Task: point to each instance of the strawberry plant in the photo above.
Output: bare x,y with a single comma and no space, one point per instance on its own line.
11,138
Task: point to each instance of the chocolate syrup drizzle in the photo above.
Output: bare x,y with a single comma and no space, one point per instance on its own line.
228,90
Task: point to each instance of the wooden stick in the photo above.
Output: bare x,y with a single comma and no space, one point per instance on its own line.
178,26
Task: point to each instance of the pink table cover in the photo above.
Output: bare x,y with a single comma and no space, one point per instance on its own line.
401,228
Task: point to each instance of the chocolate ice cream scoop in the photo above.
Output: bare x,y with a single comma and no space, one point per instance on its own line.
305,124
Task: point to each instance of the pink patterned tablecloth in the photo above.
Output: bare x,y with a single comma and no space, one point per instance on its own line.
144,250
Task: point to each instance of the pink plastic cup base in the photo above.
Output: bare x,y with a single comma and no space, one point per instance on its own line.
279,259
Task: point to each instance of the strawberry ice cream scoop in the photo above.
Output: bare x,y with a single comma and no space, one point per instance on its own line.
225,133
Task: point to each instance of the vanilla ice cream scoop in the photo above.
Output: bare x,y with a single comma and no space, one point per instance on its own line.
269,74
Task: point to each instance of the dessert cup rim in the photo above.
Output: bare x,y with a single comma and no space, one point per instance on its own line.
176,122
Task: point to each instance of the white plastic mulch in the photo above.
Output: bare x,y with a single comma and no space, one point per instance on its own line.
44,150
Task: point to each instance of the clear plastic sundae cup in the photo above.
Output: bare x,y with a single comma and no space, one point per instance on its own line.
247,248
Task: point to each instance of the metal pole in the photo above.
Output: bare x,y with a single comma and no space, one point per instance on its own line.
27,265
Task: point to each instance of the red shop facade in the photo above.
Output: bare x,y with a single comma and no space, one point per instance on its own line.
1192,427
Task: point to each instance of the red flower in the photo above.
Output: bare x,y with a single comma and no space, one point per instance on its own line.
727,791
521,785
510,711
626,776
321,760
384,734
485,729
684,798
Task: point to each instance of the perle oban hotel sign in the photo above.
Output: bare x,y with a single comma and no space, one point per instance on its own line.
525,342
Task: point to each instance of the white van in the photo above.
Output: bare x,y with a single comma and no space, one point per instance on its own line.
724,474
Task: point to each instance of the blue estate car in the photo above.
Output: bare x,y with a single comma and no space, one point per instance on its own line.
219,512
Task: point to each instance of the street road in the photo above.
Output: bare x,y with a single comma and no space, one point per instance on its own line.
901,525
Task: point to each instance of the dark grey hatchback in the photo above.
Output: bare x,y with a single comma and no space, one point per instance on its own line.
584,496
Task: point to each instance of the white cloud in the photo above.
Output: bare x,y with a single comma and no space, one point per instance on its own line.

-=-=-=-=-

- _Given task_: Quote all of the entries exactly as they appear.

- _Solved exercise_:
Task: point to each instance of the strawberry plant in the photo above.
Output: bare x,y with a single comma and no space, one point per instance on its own line.
11,138
Task: point to each instance of the chocolate syrup drizzle in the photo above.
Output: bare x,y with a single comma and no space, one point per instance on its own line.
228,90
Task: point to each instance of the wooden stick in the photo above.
Output: bare x,y with a single comma and no space, one point per instance on its own line.
178,26
Task: point to each instance of the pink table cover in the photo above.
Output: bare x,y with a single comma and no space, one point per instance on its own line.
401,228
Task: point to each instance of the chocolate ice cream scoop in the photo above.
Output: bare x,y with a single comma and no space, one point per instance on its own line.
305,124
Task: point to each instance of the pink patterned tablecloth in the photo above.
Output: bare x,y with a single comma and no space, one point per instance on its own line.
144,250
Task: point to each instance of the pink plastic cup base in the photo above.
Output: bare x,y with a single comma and no space, one point per instance on its own line.
279,259
Task: point to each instance of the strawberry ice cream scoop in the photo above.
Output: bare x,y with a single comma and no space, one point per instance on its own line.
225,133
Task: point to each instance of the vanilla ice cream scoop in the photo above.
Output: bare x,y with a single comma and no space, one point per instance on its own line.
269,74
Task: point to each instance of the dessert cup rim in the photo above.
Output: bare x,y with a single comma and no space, one point per instance on its own line.
176,122
Task: point to each instance of the white plastic mulch in the photo above.
Output: bare x,y with a single comma and no space, one point per instance on its own line.
44,150
Task: point to each instance of the clear plastic sundae cup in the photo above.
Output: bare x,y with a single comma and no space, one point per instance on its own line.
247,248
Task: point to each instance of the metal pole in the photo above.
Output: bare x,y with a single comma and no space, one point per instance on its own line.
27,265
Task: point to each instance of the red shop facade in the photo above.
Output: bare x,y with a single comma and no space, one point per instance on its own line.
1192,427
Task: point to each instance of the red flower in the photo above.
Output: bare x,y with a single comma and no space, one point per instance on its own line.
727,791
521,785
510,711
626,776
321,760
384,734
485,729
684,798
Task: point to each instance of the perle oban hotel sign in the photo above.
Output: bare x,y with a single comma and no space, one point per instance on its own line.
525,342
Task: point to each instance of the white van in the photo above.
Output: bare x,y with a single comma and no space, one point per instance on its own line.
724,474
Task: point to each instance of the blue estate car in the photo above.
Output: bare x,y with a single comma and no space, one point per instance on its own line.
219,512
Task: point to each instance of the street road in the photo above.
Output: bare x,y with a single comma and no space, one point per instance on its own line.
901,525
Task: point to each instance of the dark grey hatchback in the photo above.
Output: bare x,y with a single comma and no space, one point per instance on its own line.
584,496
Task: point to each instance of the white cloud in the photo above.
Output: bare x,y with a single comma and no space, one point per instance on its own line.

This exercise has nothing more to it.